EXTRACT:
Tuesday, November 29, 2005

The crisis of fatherlessness in Toronto's black community

Globe and Mail:

Who is doing the killing and who is being killed in the wave of reckless public violence that has struck Toronto? Black boys and young men with no fathers in their homes. Yet as politicians at all three levels and black community leaders scramble for answers to the anarchy, no one has dared talk about the crisis of fatherlessness in the black community.

The silence is inexcusable. Growing up without a father present is now the norm for many black children in Canada, particularly those of Jamaican ancestry. Nearly half of all black children under 14 in Canada have just one parent in the home, compared to slightly under one in five of Canadian children as a whole, census figures from 2001 show. Two in three Jamaican-Canadian children in Toronto are being raised by a single parent. The U.S. trend of "radical fatherlessness" -- in which the majority of children in an apartment building, on a street or in a neighbourhood lack fathers -- is hitting Toronto like a tsunami.

Other countries have begun to acknowledge that the widespread absence of fathers contributes to crushing rates of school failure, teen pregnancy and violence. In Britain, Trevor Phillips, the chairman of the Commission for Racial Equality, who is black, last month criticized the "almost casual acceptance" that most black children grow up fatherless. In the United States, black artists, thinkers and politicians as disparate as actor Bill Cosby, novelist Charles Johnson, Nation of Islam leader Louis Farrakhan and Democratic Senator Barack Obama have urged black fathers to take responsibility for their children. They don't worry about giving offence, either.

WORK ITEM: Reproduce the passage above on fatherlessness in Toronto's black community in full, word for word.

PROVIDED MATERIAL:
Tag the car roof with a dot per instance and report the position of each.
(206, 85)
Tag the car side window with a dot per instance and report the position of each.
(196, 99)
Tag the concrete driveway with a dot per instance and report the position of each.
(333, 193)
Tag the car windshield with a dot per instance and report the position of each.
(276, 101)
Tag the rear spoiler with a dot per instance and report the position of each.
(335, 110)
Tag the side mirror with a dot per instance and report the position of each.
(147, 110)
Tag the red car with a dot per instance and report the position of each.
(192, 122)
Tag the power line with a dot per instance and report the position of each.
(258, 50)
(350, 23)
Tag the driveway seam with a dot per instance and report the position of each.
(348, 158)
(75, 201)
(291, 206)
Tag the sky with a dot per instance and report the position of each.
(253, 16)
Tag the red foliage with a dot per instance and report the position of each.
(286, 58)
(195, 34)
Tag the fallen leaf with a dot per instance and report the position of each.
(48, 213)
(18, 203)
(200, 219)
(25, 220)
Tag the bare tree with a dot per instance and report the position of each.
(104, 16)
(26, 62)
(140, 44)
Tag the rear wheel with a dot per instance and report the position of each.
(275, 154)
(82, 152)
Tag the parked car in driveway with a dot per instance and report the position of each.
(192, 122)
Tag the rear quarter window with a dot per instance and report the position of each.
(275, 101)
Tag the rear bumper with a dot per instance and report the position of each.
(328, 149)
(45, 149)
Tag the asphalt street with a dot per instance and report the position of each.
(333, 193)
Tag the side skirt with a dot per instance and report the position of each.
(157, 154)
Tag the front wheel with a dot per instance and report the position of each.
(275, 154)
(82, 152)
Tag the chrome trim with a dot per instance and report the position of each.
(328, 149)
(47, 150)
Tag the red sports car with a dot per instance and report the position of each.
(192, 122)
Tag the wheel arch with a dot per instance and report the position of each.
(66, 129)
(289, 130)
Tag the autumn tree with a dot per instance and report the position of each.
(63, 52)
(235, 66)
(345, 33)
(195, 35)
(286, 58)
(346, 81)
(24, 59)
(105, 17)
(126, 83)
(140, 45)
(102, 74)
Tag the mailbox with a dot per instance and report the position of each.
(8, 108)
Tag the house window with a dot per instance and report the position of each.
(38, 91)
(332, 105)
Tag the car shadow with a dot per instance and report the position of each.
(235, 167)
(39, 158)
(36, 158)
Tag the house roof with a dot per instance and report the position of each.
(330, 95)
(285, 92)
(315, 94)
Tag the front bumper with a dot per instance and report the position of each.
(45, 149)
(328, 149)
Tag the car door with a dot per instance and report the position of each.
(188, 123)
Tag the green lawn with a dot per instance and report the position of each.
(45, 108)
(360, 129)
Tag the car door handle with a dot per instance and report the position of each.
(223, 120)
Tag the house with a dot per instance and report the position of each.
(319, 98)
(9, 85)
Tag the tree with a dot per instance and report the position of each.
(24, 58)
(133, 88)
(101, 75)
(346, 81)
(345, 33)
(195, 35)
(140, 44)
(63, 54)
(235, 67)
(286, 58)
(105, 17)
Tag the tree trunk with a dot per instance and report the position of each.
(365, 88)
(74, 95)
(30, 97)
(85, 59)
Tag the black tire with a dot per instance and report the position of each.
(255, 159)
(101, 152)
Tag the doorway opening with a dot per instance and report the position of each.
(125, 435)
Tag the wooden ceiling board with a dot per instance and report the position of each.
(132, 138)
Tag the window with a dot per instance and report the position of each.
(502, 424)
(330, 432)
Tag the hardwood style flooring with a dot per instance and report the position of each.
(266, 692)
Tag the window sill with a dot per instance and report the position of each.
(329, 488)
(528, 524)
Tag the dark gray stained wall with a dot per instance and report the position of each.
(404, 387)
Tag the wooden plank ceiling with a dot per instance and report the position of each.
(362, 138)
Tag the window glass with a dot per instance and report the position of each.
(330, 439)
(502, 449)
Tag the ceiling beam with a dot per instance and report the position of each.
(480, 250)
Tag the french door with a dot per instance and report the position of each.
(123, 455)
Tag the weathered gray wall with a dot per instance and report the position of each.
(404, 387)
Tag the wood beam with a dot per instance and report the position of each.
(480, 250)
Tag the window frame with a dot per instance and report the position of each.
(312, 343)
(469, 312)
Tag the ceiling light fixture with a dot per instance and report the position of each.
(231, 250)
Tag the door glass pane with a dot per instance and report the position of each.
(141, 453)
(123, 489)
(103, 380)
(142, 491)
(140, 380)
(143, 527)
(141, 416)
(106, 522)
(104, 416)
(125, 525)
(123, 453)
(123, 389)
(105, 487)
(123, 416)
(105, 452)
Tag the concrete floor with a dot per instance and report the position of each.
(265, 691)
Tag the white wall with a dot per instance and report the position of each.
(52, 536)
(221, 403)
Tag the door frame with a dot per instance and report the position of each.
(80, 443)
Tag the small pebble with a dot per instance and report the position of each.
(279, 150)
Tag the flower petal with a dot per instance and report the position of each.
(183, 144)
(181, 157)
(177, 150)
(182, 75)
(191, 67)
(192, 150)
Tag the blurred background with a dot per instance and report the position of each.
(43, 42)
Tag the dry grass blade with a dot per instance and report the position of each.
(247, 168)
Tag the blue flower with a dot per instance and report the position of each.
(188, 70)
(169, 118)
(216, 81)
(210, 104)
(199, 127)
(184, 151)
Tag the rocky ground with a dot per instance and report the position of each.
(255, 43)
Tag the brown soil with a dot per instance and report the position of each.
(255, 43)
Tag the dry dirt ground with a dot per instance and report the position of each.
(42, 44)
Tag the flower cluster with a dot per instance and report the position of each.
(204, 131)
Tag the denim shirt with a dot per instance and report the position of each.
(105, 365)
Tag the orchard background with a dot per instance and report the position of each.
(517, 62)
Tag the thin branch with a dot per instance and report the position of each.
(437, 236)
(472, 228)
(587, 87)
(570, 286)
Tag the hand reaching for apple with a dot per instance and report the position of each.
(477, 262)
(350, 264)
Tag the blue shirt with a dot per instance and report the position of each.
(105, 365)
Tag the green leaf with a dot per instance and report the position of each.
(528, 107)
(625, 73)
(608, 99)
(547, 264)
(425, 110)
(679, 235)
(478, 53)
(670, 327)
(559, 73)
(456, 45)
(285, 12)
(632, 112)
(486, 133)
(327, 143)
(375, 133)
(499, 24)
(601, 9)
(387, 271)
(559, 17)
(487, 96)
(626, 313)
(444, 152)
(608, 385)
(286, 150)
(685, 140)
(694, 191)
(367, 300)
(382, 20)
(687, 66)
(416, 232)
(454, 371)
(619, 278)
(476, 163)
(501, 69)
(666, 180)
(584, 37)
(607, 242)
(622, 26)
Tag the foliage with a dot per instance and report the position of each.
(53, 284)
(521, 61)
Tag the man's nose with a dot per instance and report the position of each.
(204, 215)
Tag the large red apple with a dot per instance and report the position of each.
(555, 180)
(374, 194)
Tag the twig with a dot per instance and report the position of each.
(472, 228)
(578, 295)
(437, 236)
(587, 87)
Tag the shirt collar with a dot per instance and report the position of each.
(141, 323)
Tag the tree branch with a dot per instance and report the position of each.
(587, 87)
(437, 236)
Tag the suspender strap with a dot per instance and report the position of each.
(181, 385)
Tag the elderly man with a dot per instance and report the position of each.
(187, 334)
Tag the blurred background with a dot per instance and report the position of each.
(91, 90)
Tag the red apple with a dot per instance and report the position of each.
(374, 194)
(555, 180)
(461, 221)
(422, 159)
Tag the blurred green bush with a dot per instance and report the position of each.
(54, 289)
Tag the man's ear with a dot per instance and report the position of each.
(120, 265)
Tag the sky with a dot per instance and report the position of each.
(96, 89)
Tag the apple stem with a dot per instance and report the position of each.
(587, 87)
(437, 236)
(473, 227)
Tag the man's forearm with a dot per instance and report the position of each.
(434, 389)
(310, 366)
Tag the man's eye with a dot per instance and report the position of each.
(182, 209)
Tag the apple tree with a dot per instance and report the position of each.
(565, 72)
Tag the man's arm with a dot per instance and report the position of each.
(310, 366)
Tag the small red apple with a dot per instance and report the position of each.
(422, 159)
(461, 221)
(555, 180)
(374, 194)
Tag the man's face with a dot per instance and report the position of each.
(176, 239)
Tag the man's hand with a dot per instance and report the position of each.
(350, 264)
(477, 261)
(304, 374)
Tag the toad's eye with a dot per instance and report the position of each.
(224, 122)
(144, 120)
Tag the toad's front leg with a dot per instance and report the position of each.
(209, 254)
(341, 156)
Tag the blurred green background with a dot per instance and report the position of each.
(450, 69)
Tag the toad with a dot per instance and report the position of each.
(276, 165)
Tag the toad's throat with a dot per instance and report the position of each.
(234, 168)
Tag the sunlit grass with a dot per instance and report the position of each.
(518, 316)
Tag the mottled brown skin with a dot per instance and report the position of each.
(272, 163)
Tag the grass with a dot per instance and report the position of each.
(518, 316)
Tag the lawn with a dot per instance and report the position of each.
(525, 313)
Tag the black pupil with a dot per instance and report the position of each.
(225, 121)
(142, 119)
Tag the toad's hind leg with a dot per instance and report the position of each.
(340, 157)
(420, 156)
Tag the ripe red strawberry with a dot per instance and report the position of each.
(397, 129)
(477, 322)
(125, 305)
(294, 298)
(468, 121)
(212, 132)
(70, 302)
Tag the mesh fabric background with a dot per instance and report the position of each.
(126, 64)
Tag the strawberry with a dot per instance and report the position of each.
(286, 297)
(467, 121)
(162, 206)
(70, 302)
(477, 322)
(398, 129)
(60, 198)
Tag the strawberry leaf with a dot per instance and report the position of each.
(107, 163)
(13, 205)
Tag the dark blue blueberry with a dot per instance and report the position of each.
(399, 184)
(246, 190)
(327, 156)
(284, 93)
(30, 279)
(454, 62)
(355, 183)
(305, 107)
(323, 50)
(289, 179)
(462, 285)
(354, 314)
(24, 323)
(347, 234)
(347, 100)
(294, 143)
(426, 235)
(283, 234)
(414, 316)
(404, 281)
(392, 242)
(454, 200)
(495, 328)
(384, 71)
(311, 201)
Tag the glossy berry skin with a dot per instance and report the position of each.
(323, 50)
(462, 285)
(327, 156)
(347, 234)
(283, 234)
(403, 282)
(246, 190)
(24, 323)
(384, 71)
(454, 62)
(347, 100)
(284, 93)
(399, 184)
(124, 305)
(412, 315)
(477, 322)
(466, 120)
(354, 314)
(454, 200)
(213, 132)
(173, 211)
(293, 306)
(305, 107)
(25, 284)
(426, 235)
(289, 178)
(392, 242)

TASK OUTPUT:
Tuesday, November 29, 2005

The crisis of fatherlessness in Toronto's black community

Globe and Mail:

Who is doing the killing and who is being killed in the wave of reckless public violence that has struck Toronto? Black boys and young men with no fathers in their homes. Yet as politicians at all three levels and black community leaders scramble for answers to the anarchy, no one has dared talk about the crisis of fatherlessness in the black community.

The silence is inexcusable. Growing up without a father present is now the norm for many black children in Canada, particularly those of Jamaican ancestry. Nearly half of all black children under 14 in Canada have just one parent in the home, compared to slightly under one in five of Canadian children as a whole, census figures from 2001 show. Two in three Jamaican-Canadian children in Toronto are being raised by a single parent. The U.S. trend of "radical fatherlessness" -- in which the majority of children in an apartment building, on a street or in a neighbourhood lack fathers -- is hitting Toronto like a tsunami.

Other countries have begun to acknowledge that the widespread absence of fathers contributes to crushing rates of school failure, teen pregnancy and violence. In Britain, Trevor Phillips, the chairman of the Commission for Racial Equality, who is black, last month criticized the "almost casual acceptance" that most black children grow up fatherless. In the United States, black artists, thinkers and politicians as disparate as actor Bill Cosby, novelist Charles Johnson, Nation of Islam leader Louis Farrakhan and Democratic Senator Barack Obama have urged black fathers to take responsibility for their children. They don't worry about giving offence, either.